● **Short exercise**:
Reproduce the records below, requests included, from their start through the line containing "210, 725, 243, 749". Add 33 to every bounding-box coordinate in the answers, leaving the numbers in the requests unchanged.

● **Input data**:

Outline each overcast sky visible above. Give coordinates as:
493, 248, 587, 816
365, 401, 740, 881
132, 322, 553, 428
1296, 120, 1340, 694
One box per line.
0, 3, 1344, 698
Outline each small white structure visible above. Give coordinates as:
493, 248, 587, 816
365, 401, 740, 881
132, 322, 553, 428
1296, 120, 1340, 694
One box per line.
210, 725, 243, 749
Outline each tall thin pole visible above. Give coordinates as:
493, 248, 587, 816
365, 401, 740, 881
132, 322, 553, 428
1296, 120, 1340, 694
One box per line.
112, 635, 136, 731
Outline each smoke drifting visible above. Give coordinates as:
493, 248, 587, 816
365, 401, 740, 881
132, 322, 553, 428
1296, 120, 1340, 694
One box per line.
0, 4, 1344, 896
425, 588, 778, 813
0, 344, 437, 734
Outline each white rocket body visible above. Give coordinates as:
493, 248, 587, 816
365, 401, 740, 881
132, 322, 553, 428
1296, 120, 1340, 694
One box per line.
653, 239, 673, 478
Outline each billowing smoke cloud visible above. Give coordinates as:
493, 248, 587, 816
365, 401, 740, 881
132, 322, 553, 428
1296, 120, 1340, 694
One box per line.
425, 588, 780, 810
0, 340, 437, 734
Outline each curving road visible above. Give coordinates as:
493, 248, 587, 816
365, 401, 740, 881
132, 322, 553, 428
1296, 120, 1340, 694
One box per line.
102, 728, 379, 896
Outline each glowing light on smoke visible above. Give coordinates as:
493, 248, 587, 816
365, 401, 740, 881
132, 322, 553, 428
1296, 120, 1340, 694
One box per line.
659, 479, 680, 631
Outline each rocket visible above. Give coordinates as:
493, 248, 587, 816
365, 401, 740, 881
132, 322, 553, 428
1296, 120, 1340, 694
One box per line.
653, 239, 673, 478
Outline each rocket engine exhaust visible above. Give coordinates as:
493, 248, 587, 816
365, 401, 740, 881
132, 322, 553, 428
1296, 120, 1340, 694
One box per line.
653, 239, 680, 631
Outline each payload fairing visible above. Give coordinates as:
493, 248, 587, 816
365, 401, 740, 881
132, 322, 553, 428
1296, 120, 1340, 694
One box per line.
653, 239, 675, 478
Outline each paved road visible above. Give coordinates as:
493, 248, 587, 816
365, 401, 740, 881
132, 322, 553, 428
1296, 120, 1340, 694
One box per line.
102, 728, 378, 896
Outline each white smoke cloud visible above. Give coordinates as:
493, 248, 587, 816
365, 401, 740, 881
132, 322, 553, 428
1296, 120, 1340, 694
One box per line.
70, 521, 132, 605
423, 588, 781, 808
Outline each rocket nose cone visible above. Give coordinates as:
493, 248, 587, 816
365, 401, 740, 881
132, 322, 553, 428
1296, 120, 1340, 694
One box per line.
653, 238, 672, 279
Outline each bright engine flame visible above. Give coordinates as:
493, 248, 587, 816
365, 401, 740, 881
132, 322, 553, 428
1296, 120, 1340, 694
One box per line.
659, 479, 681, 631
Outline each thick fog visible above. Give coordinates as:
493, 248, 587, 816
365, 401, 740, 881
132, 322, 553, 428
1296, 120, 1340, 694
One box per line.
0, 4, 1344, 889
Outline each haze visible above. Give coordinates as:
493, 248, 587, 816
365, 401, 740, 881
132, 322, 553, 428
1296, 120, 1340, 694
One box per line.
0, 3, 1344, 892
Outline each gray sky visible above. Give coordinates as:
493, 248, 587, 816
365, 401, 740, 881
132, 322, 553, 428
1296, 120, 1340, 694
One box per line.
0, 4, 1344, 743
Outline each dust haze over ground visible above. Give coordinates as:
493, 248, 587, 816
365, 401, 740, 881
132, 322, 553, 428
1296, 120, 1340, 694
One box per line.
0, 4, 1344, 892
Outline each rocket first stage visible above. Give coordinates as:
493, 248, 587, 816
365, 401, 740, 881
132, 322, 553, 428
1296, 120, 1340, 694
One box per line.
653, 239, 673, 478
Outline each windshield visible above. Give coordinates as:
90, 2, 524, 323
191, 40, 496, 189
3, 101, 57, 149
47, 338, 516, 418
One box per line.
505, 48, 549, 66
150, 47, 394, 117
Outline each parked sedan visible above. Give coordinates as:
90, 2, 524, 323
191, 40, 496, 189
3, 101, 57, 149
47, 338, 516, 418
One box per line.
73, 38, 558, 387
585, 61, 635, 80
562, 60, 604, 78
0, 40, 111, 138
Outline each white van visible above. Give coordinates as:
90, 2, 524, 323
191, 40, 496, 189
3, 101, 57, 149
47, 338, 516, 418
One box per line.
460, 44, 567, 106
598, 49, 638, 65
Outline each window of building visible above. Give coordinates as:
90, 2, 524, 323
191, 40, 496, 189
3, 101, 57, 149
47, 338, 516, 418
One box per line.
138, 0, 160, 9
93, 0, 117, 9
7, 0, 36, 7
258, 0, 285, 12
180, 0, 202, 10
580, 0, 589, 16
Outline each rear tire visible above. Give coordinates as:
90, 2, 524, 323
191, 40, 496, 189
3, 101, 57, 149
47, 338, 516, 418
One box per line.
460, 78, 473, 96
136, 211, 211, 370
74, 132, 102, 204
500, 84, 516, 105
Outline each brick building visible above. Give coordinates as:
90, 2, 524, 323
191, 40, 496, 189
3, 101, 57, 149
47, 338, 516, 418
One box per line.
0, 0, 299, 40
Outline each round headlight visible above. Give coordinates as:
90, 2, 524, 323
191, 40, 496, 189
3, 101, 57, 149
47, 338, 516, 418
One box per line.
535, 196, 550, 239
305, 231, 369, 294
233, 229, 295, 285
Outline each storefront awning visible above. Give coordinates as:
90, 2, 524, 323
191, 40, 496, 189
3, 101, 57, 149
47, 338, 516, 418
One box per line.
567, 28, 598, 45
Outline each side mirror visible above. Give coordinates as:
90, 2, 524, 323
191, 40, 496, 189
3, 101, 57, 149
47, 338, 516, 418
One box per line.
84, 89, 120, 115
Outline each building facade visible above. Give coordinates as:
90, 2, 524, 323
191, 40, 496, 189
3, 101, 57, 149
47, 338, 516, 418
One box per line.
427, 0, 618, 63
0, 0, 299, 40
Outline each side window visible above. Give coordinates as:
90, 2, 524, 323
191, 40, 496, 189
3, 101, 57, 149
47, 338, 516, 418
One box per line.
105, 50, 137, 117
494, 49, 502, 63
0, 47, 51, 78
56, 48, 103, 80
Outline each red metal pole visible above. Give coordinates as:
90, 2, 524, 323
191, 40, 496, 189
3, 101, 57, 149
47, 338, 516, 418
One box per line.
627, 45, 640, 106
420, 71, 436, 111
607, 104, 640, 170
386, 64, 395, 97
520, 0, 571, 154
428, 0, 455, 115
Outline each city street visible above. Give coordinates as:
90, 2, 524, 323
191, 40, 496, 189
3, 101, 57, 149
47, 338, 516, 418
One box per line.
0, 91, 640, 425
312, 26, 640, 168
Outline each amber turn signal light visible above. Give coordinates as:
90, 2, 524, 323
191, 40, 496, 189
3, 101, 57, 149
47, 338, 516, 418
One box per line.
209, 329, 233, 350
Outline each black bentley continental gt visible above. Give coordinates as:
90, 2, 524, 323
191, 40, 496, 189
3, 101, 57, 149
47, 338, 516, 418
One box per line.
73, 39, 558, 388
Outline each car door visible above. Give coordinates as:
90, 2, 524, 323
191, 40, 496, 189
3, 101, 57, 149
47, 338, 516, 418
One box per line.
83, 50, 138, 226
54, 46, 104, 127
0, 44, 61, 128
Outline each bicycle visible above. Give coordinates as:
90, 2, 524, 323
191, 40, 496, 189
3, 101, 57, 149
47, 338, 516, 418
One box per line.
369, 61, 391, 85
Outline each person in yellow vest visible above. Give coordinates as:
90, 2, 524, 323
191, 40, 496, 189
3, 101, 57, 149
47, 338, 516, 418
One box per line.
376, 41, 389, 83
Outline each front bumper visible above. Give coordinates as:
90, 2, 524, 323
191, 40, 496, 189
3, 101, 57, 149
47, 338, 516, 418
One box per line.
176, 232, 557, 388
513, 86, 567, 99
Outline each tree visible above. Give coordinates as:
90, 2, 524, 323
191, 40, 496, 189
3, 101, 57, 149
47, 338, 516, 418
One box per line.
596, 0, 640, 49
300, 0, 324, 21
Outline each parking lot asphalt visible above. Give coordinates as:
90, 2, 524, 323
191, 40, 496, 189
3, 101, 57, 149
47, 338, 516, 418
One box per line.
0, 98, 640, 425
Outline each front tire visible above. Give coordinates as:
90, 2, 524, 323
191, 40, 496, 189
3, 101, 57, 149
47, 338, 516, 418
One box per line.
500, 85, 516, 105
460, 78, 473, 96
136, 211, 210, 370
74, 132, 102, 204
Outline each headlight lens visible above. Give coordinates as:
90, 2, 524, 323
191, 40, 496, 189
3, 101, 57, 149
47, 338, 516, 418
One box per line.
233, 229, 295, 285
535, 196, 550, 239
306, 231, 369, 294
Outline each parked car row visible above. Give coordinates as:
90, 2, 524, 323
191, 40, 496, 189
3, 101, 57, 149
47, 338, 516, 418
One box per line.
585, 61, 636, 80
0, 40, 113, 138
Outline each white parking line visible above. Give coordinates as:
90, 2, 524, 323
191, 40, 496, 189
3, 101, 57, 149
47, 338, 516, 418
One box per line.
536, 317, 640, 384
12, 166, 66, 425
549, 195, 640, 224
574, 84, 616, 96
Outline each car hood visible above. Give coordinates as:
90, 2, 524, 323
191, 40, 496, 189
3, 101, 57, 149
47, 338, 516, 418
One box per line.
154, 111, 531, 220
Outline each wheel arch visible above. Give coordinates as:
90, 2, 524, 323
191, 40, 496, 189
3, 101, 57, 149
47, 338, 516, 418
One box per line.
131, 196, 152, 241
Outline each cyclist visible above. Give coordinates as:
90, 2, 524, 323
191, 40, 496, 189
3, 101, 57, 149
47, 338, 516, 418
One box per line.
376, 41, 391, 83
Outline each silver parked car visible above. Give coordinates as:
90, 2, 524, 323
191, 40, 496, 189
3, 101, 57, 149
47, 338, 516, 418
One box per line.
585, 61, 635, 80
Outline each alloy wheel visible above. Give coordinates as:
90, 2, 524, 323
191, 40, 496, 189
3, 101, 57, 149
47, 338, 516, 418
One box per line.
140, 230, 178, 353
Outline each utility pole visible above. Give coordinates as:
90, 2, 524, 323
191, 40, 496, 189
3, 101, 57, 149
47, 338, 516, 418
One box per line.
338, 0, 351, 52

● **Solution below**:
Outline each overcast sky visible above. Give coordinates as:
493, 248, 587, 816
365, 401, 740, 881
132, 322, 553, 428
1296, 120, 1340, 694
One box per line.
33, 36, 1377, 731
Outline each small white structure visible above. Give coordinates as:
493, 248, 587, 816
365, 401, 740, 881
132, 322, 553, 428
1296, 120, 1340, 694
One box per line.
243, 758, 276, 782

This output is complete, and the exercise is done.